『ちびまる子ちゃん』はなぜ愛され続ける? 23年ぶりの映画に見る、“憎めない”キャラの魅力

 脇役たちもしかりである。クールなおねえちゃんやお人よしで天然ボケが冴える祖父の友蔵、いいかげんな父のひろしらさくら一家。まる子のクラスメイトも、やさしいたまちゃん、キザな花輪くん、「ズバリ」が口癖の丸尾くん、お調子者のはまじに食いしん坊の小杉、辛辣な永沢くんに卑怯な藤木、暗いけれどお笑い好きの野口さんなど、個性豊かで、一見ありえないようなのに、どこかありえる気がする絶妙なキャラクターたちばかりで、まる子と彼らが繰り広げるエピソードには、いつかどこかで見たような風景が存在している。

 今回の映画では、海外からやってきた友人たちが、まる子たちの日々に新たな友情のワクワク感をもたらしていく。アンドレアと登校しながら、富士山を眺めるまる子。旅行に出かけておいしいものを食べたり、観光を楽しんだりする面々。富士山を見ることも旅行に行くことも、素敵な友達がいるだけで、いっそう楽しい。誰かと仲よくなり、一緒にすごすうれしさをアンドレアとの交流を通してまる子は実感し、だからこそ、アンドレアを喜ばせようと一生懸命になる。

▶ **記述問題**:
『ちびまる子ちゃん』を論じた上の文章を二文にまとめよ。

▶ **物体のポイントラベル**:
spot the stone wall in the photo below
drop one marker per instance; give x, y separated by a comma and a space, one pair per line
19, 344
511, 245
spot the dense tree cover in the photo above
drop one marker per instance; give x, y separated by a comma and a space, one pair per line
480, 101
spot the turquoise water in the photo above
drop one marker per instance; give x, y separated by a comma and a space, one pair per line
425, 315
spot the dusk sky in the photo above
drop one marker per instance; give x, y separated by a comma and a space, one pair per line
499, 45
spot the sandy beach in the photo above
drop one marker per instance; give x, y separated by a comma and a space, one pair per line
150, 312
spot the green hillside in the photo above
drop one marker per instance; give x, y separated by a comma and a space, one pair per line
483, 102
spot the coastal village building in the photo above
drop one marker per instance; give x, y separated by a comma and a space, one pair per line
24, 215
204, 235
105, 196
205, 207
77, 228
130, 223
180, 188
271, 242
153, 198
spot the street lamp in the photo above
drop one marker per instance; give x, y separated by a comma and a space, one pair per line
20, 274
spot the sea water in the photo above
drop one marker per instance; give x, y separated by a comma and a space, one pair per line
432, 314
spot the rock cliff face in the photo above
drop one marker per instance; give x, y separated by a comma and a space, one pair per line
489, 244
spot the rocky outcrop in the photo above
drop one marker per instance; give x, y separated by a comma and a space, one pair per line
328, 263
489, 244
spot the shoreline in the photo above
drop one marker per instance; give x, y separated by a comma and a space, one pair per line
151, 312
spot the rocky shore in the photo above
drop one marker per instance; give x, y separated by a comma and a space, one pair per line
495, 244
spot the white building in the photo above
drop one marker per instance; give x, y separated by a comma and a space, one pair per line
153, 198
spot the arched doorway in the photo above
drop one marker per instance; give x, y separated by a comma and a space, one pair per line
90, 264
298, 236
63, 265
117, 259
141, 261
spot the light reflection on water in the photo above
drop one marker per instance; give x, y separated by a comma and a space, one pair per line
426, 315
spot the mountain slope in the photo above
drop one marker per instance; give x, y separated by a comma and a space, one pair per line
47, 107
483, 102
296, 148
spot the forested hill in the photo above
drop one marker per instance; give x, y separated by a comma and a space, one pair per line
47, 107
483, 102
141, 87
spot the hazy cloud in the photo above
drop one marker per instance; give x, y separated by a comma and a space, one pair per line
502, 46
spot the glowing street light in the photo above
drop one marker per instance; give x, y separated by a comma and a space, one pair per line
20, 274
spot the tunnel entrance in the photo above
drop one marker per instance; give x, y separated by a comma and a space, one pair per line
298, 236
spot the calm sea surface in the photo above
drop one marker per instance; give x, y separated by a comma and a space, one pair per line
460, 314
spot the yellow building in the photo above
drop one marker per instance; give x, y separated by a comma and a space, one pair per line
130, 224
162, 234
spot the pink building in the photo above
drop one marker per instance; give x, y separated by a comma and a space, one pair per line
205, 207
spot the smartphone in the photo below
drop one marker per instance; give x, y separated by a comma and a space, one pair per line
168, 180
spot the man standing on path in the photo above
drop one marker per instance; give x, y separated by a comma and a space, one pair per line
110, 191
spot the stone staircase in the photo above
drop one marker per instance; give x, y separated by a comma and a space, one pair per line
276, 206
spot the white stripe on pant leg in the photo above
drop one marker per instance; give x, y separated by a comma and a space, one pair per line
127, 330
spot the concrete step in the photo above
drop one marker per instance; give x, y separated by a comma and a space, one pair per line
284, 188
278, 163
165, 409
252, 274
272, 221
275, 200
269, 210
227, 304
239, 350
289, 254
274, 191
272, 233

▶ **解答は以下**:
さくら一家やまる子のクラスメイトといった脇役は、一見ありえないようでどこかありえる気がする個性豊かなキャラクターばかりで、まる子と彼らのエピソードにはいつかどこかで見たような風景がある。今回の映画では、海外から来た友人たちが新たな友情のワクワク感をもたらし、まる子はアンドレアとの交流を通して誰かと仲よくなるうれしさを実感し、アンドレアを喜ばせようと一生懸命になる。